Extracted data entries:
_ _ _
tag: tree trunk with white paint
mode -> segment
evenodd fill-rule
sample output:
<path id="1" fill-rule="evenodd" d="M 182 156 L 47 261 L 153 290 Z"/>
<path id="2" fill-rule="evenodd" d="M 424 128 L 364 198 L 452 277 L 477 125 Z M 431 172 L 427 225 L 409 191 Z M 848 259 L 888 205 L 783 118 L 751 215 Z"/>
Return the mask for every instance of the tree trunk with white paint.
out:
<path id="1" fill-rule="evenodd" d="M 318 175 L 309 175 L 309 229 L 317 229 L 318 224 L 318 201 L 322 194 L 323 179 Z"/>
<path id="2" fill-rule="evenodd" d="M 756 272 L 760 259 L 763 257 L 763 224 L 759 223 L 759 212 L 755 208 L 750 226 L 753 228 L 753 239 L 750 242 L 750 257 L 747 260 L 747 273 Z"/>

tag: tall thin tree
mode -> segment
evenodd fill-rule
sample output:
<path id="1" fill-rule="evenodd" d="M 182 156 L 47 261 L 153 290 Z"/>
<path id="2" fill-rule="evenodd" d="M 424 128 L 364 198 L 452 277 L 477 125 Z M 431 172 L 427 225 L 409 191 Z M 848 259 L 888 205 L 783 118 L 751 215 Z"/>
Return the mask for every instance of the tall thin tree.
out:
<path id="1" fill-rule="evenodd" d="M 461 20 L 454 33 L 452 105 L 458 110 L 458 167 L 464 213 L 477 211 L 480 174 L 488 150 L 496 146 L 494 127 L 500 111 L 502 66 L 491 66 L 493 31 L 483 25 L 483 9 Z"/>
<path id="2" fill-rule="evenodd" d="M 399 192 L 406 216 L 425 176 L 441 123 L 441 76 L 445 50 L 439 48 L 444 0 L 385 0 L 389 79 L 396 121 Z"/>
_ _ _
Rewrite the entries above, substituting "reference output" for every occurrence of "sample output" and leaving all other text unchanged.

tag: tree trunk with white paint
mode -> segment
evenodd fill-rule
reference output:
<path id="1" fill-rule="evenodd" d="M 182 156 L 47 261 L 153 290 Z"/>
<path id="2" fill-rule="evenodd" d="M 424 128 L 364 198 L 452 277 L 477 125 Z M 431 172 L 427 225 L 409 191 Z M 848 259 L 888 205 L 783 118 L 751 215 Z"/>
Return the mask for every instance of the tree trunk with white paint.
out:
<path id="1" fill-rule="evenodd" d="M 318 175 L 309 175 L 309 229 L 317 229 L 318 224 L 318 201 L 322 194 L 323 179 Z"/>
<path id="2" fill-rule="evenodd" d="M 756 272 L 760 259 L 763 257 L 763 224 L 759 223 L 759 212 L 755 208 L 750 226 L 753 228 L 753 239 L 750 242 L 750 257 L 747 260 L 747 273 Z"/>

tag: tall thin tree
mode -> segment
evenodd fill-rule
reference output:
<path id="1" fill-rule="evenodd" d="M 182 156 L 47 261 L 153 290 Z"/>
<path id="2" fill-rule="evenodd" d="M 424 128 L 364 198 L 452 277 L 477 125 Z M 431 172 L 427 225 L 409 191 Z M 848 259 L 888 205 L 783 118 L 751 215 Z"/>
Return the mask for every instance of the tall thin tree.
out:
<path id="1" fill-rule="evenodd" d="M 461 20 L 454 33 L 452 105 L 458 110 L 458 167 L 464 213 L 477 211 L 480 174 L 488 150 L 496 146 L 494 127 L 500 111 L 502 66 L 491 66 L 493 31 L 483 25 L 483 9 Z"/>
<path id="2" fill-rule="evenodd" d="M 399 192 L 406 216 L 425 176 L 441 123 L 441 76 L 445 50 L 439 48 L 444 0 L 385 0 L 389 79 L 396 121 Z"/>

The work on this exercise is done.